» **YOUR TASK**:
Everything in the records below goes into the copy exactly, except the pictures.
SOURCE DATA below:
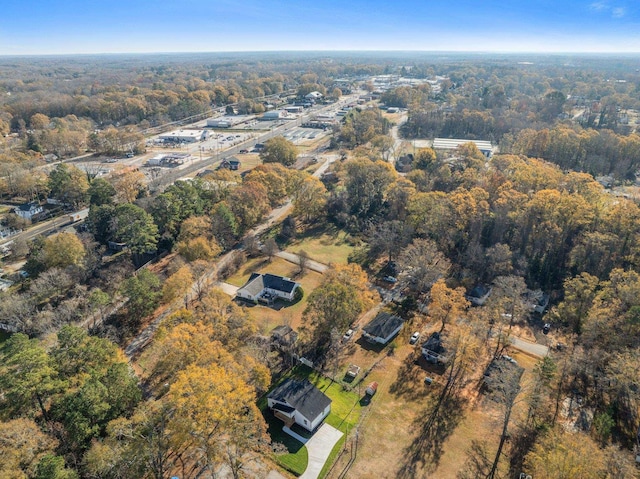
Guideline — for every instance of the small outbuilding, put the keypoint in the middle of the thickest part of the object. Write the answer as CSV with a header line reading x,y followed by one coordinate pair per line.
x,y
382,328
479,295
433,350
28,211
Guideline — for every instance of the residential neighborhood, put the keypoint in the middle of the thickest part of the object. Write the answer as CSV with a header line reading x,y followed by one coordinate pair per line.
x,y
319,267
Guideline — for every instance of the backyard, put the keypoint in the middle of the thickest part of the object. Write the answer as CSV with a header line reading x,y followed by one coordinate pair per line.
x,y
268,318
325,244
345,413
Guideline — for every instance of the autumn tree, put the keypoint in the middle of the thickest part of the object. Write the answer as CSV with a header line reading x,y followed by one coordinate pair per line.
x,y
62,250
135,227
421,264
128,183
30,378
279,150
68,184
101,192
22,445
446,303
143,291
177,285
213,406
310,199
560,455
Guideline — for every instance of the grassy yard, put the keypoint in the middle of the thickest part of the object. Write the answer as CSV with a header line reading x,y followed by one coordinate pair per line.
x,y
325,244
268,318
345,413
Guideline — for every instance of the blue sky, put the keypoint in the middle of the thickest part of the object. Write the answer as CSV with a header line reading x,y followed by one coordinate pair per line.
x,y
138,26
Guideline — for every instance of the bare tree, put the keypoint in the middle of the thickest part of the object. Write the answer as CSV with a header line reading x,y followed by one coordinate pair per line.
x,y
270,248
303,262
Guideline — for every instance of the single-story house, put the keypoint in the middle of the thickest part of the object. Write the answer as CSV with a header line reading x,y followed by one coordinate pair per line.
x,y
537,300
28,210
299,402
314,95
479,295
382,328
265,288
283,335
433,351
231,163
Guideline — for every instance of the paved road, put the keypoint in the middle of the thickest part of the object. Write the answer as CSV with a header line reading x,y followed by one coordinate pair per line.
x,y
534,349
319,448
295,259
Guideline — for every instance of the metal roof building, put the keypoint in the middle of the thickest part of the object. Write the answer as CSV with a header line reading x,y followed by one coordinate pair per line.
x,y
451,144
186,136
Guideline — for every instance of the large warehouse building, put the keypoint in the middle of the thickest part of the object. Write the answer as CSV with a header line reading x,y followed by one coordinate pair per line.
x,y
485,147
185,136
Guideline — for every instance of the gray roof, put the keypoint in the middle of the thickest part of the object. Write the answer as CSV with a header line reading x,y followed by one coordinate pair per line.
x,y
383,325
258,282
307,399
28,206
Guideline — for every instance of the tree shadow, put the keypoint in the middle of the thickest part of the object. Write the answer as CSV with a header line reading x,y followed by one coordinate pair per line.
x,y
433,427
410,379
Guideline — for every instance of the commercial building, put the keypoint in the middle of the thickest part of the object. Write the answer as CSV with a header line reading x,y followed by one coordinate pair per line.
x,y
185,136
445,144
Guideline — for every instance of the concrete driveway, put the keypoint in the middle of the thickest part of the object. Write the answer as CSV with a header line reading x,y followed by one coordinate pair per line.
x,y
318,447
534,349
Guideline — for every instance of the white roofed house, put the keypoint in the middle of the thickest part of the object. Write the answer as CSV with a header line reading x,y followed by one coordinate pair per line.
x,y
265,288
314,95
382,328
299,402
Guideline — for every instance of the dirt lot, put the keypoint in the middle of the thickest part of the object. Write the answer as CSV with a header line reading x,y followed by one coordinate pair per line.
x,y
392,439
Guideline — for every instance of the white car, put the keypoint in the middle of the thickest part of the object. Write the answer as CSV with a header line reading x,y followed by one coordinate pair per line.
x,y
348,335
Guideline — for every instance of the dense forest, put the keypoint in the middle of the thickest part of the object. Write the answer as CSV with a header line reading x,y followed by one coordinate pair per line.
x,y
532,217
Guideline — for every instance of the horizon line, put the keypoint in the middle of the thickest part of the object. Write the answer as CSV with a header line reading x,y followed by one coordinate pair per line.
x,y
476,52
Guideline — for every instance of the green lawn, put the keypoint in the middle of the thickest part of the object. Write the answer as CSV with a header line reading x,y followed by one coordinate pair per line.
x,y
345,412
325,244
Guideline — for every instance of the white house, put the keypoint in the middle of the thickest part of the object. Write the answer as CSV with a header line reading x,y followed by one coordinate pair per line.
x,y
314,95
382,328
28,210
299,402
265,288
185,136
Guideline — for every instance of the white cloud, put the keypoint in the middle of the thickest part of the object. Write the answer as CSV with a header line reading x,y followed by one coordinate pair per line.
x,y
618,12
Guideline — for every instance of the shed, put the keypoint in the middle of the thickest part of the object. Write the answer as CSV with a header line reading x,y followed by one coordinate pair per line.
x,y
382,328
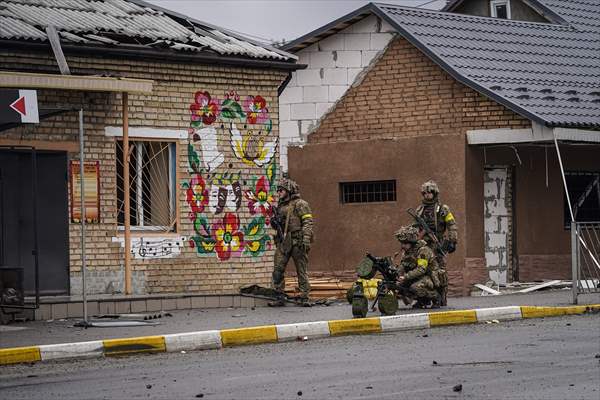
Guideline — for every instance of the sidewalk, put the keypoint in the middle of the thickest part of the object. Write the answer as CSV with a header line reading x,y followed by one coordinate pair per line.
x,y
62,331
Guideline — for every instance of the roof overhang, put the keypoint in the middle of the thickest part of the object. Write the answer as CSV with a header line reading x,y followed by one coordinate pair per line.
x,y
24,80
536,134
End of SOURCE DATA.
» **SOLUTION TO THIS TASK**:
Guideline — for every instance of the small outbuilding, put the keypoint in the middle of the thickest part of the object. Write the answer as CSV with a header line reading x,y followed by one coordinate pair per line.
x,y
382,328
479,295
433,350
28,211
Guideline — for every instance of the residential neighborhood, put the keypoint in the middle of the thickest part of the object. Write the answer as CSV with a header line reading x,y followed by one coordinate pair per line.
x,y
319,267
Guideline — for every instance of the backyard, put the keypoint in the middle of the thickest part of the object. Write the answer as CSV with a header line reading x,y followed by one coordinate pair per line.
x,y
268,318
325,244
345,413
Guideline — for every instance of the autumn tree, put the keypoint in the middle of the thickest part of the object. Write the answer as CSV with a header line reading x,y followed by one coordinate pair per line.
x,y
62,250
135,227
421,264
128,183
30,378
279,150
68,184
101,192
22,445
446,303
143,291
177,285
213,406
310,199
560,455
Guideline — for every instance of the grassy yard, put the keypoint in the middle of the thickest part of the object. Write the answer as CSV with a header line reading x,y followed by one coordinate pair per line.
x,y
325,244
268,318
345,413
Guideline — for every instance of the blue sky, put the keypoint in the middle of the thickest part of the object. Write the answer as CSV with a header line reading x,y followed by one coordinate pair per line.
x,y
138,26
Guideline — for every instance of the bare tree, put the keypoint in the middle of the thickest part of the object. Write the answer as CSV with a header line reading x,y followed by one coordinate pair per line.
x,y
270,248
303,262
Guideline — for every instance of the single-story house, put the keypoint in the middle of the thickest part of the object. Write the answer as CSV with a header line reading x,y followed by one coordinate pair per line.
x,y
537,300
28,210
299,402
314,95
479,295
382,328
265,288
283,335
433,351
231,163
Guideline — for every instance of the paved road, put the keypoint in the middle of the thickest part of the object. Write the answer as CSV with a header line reading x,y followed by one coordinate pair per line.
x,y
534,349
319,448
295,259
Guideline — for every instance of the metal roof building, put the keypoint in the middle of the thickest part of the object. Write the answer as CSV with a header line reading x,y followed by one coordinate pair per line.
x,y
451,144
186,136
Guideline — for every instance of the large warehouse building, put the keypoint in the middle of the thickest part of the object. Write the answer as CSV with a header line reading x,y followed by one coordinate pair per line.
x,y
485,147
185,136
Guideline — for every instance of the gray roof, put the keypoint in the middle of the thickest part of the object. Write the answer as CSV with a header line reading x,y followed by one coordinate pair per line.
x,y
383,325
258,282
307,399
28,206
Guideline — for every instance of the tree shadow, put the keypoint in the middle of the thickest part of the object. Write the answer as CSV with a header line reading x,y followed by one coordinate pair per line.
x,y
433,427
410,379
Guideline — for every instance of the commercial building, put the keypoint in the middle of the thickest part of the object. Write the answer as CSV with a header line reading x,y followed by one coordinate pair per line.
x,y
185,136
445,144
Guideline — for every instance of the concrete driveway, put the keypoint in the middle of the thickest part of the object. Write the answer as CSV with a header line reading x,y followed by one coordinate pair per line.
x,y
318,447
534,349
Guideline — for every instance of the white roofed house, put the keypoint in the middle of the thickest part of the object. Write the answer as CSV with a header line reading x,y followed by one coordinate pair per line.
x,y
265,288
314,95
382,328
299,402
Guideline — for every instance of the dirt lot, put the keypoint in the middle of the thickest part of the object. Write the answer as CSV with a header line reading x,y followed by one coordinate pair per line.
x,y
392,439
Guideline — for every instance of the white car, put the keypoint in the middle of the thickest part of the object. Write the answer as CSV with a header line reading x,y followed by one coordinate pair per line.
x,y
348,335
Guideline — for every instance of the dense forest, put the keypoint in the middle of the thickest part of the object. Write the answer as CSV with a header line reading x,y followed by one coordinate pair per line.
x,y
532,217
Guideline — for every instance of the horizon line, put the keypoint in the middle of the thickest part of the object. Write the answer as CSV with a header line reading x,y followed by one coordinate pair per line.
x,y
476,52
Guideline — for every instance of the green lawn, put the keypoint in the middle of the thickest part of the object. Write the answer as CSV with a header line reading x,y followed by one coordinate pair per line.
x,y
345,412
325,244
Guideline — for every instance of the white house, put the keypoint in the middle of the thickest part of the object. Write the answer as CSV with a header line reading x,y followed by one coordinate pair per line.
x,y
314,95
382,328
28,210
299,402
265,288
185,136
Guideline — for every instance of the white cloud, put the keypoint in the middle of the thickest part of the object. Write the answer as CSV with a header line reading x,y followed by one coordinate pair per line.
x,y
618,12
Guideline — for every instance of the shed, put the keypoint in the middle of the thickest part of the object. Write the answer as CSV with a header line reading x,y followed by one coordinate pair per line.
x,y
382,328
Guideline — for every instance of the sidewalk, put the keypoint in the middle of the thickest part of the object. Write the answer as CSV with a header line reading x,y followed by one coordinate pair per line.
x,y
62,331
Guideline — for every instance of the roof overhang, put the keypoint in the middle of the thickest part of the object. Write the answer as CSV with a header line reading x,y followed by one coordinate pair per line.
x,y
24,80
536,134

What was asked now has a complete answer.